(入力データ):
┄┄┄┄┄┄┄┄┄┄
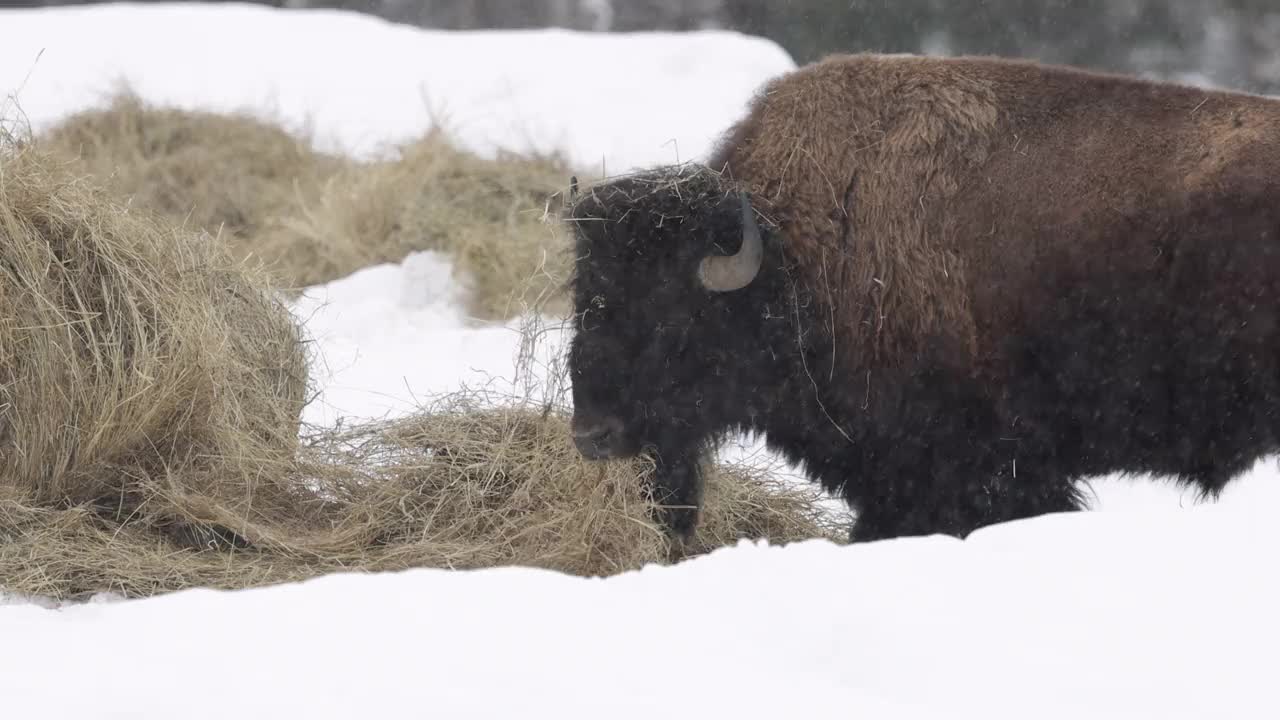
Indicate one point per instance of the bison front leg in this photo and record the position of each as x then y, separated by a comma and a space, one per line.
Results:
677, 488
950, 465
┄┄┄┄┄┄┄┄┄┄
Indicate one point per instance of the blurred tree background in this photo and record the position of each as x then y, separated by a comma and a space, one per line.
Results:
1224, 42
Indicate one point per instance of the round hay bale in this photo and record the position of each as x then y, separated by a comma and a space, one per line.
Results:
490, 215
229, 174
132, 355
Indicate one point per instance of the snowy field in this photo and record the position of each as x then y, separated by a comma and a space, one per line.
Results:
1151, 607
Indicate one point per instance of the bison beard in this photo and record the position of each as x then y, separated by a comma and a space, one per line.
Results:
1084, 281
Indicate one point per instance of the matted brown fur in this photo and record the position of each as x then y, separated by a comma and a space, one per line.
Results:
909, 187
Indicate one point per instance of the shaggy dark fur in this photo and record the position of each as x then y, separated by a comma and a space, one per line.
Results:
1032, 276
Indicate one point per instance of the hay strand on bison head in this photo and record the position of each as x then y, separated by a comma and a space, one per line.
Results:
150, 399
┄┄┄┄┄┄┄┄┄┄
上のエントリから「each」という語を含む行をすべて書き写し、報告してください。

(実行結果):
Indicate one point per instance of the bison front leg in this photo and record the position of each as x then y, separated by a comma and a space, one per line.
Indicate one point per instance of the blurred tree background in this photo and record the position of each as x then y, separated by a comma and a space, one per line.
Indicate one point per instance of the round hay bale in this photo and record the position of each as x then y, separated by a comma and a space, one per line.
Indicate one point per instance of the snowy field in this photo and record the position of each as x then y, separated by a comma and a space, one per line.
Indicate one point per instance of the bison beard in this photo and record the position of each as x then y, separated by a comma and a space, one per line.
Indicate one point per instance of the matted brown fur in this photo and record the position of each as x then y, separated by a comma and a space, one per line.
Indicate one point per instance of the shaggy dark fur in this photo and record the position of each as x then y, separated by a comma and a space, one per line.
Indicate one point per instance of the hay strand on bison head in this photo and record the position of each as x then y, separated by a comma and a space, one per line.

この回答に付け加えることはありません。